» ASSIGNMENT: Starting at the first line below, copy through to the last line exactly.

» RECORD EXCERPTS:
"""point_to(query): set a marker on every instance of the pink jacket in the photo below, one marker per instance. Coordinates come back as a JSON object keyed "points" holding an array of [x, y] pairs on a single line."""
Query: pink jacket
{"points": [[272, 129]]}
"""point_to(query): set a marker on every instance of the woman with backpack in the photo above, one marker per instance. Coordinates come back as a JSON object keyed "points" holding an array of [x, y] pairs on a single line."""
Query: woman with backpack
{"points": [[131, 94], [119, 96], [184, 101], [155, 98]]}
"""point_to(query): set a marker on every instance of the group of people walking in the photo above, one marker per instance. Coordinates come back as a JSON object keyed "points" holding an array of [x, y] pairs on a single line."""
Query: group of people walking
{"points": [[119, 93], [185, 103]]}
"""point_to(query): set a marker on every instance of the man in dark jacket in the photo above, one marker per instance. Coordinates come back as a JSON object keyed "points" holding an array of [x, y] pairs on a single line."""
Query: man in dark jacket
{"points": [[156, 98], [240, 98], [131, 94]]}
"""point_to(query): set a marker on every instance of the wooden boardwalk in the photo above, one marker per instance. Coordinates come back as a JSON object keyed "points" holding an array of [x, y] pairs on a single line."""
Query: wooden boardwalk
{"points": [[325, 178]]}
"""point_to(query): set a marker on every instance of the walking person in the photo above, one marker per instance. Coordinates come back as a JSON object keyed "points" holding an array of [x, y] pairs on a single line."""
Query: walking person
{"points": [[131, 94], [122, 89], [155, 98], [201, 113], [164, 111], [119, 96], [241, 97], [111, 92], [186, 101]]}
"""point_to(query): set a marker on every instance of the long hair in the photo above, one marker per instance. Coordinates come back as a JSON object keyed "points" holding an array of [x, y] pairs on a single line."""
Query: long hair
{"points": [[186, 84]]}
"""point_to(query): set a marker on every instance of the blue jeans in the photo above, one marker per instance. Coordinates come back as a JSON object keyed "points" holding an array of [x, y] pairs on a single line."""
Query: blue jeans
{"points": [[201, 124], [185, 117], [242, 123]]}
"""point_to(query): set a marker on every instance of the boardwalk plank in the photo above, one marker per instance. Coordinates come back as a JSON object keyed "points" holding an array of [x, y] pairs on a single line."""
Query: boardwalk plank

» OUTPUT FOR THIS TASK:
"""point_to(query): set a marker on every instance of the pink jacket in the photo below, one marker per instance. Coordinates come back as a JSON object keyed "points" holding an array of [x, y] pairs on a single line."""
Query: pink jacket
{"points": [[272, 129]]}
"""point_to(query): set a marker on every instance of the woman with backpack in the photo above, one marker per instance. Coordinates come back as a JSON object keyed "points" holding an array of [x, y] pairs on a single line."""
Query: woman with backpack
{"points": [[131, 94], [119, 96], [184, 101], [155, 98]]}
"""point_to(query): set a marker on every instance of the group of people walking in the photo above, one marker per instance. Coordinates come back as a JSON object keyed "points" holding an array of [x, y] pairs on a single line."""
Query: group of people walking
{"points": [[119, 93], [185, 103]]}
"""point_to(query): set a marker on every instance of the man in dark jacket in the photo above, one marker per instance. Coordinates come back as a JSON object keyed "points" holding an array of [x, y] pairs on a single line."""
Query: man in dark jacket
{"points": [[156, 98], [240, 98], [131, 94]]}
"""point_to(query): set a marker on every instance of the wooden boardwalk in the photo above, one marker per instance. Coordinates come back as a JSON object keyed "points" holding an array of [x, y] pairs on a single line."""
Query: wooden boardwalk
{"points": [[325, 178]]}
"""point_to(query): set a marker on every instance of the walking person in the photo above, one marker per instance. Coordinates come back as a JSON object keyed "points" holding an array of [x, y] pairs on a single line."""
Query: walking person
{"points": [[131, 94], [122, 89], [155, 98], [201, 113], [164, 111], [119, 96], [241, 97], [111, 92], [186, 101]]}
"""point_to(query): set a marker on every instance of the long hair in the photo above, one marker per instance. Coordinates come back as a JSON object keyed "points" holding an array of [x, y] pairs on a single line."""
Query: long hair
{"points": [[186, 84]]}
"""point_to(query): set a marker on every instance of the blue jeans in the photo above, one marker per instance. Coordinates come back as a JSON object keyed "points" holding an array of [x, y] pairs on a single line."""
Query: blue jeans
{"points": [[201, 124], [185, 117], [242, 123]]}
"""point_to(query): set a marker on every instance of the boardwalk plank in the photo above, one marker per instance. Coordinates come back as a JSON object keyed "points" holding an array of [x, y] pairs on a single line."""
Query: boardwalk plank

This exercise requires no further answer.